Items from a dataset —
# # #

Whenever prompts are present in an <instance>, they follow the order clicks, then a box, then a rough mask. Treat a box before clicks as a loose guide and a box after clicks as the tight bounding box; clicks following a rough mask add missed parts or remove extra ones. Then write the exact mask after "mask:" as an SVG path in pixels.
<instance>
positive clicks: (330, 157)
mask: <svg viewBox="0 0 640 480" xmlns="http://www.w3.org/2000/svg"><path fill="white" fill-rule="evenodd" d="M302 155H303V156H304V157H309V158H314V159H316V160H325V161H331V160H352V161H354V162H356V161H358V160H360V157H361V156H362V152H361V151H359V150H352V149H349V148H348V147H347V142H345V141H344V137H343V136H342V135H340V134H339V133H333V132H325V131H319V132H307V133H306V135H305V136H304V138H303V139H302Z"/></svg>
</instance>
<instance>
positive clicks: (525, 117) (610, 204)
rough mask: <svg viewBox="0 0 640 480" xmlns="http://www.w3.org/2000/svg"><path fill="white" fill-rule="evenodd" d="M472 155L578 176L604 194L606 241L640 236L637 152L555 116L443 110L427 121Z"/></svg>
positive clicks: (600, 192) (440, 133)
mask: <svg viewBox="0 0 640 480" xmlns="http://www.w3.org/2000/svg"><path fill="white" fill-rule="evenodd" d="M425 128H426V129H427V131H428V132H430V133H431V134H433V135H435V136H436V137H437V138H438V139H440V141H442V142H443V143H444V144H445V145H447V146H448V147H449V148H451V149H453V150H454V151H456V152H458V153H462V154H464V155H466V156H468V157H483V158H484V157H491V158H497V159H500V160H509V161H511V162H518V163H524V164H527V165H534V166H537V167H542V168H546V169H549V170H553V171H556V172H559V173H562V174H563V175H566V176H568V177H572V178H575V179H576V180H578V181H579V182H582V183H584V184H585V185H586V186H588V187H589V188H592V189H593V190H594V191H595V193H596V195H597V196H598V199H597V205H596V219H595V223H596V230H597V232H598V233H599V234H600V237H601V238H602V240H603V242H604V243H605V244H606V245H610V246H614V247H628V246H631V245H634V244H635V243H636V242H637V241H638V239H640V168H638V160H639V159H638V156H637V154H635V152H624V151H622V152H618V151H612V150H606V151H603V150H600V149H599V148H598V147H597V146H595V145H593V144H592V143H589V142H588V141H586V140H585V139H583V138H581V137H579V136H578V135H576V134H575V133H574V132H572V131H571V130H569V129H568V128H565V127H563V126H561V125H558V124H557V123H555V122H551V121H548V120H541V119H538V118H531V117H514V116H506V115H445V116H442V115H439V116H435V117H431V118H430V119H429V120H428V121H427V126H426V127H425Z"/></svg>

# # #

Taking the line with "positive clicks: (525, 117) (610, 204)" as the first and the line with "rough mask: <svg" as the last, retype that stretch of the data above exactly, with no other lines.

positive clicks: (525, 117) (610, 204)
rough mask: <svg viewBox="0 0 640 480" xmlns="http://www.w3.org/2000/svg"><path fill="white" fill-rule="evenodd" d="M472 155L578 176L604 194L606 241L640 236L637 152L555 116L443 110L427 121Z"/></svg>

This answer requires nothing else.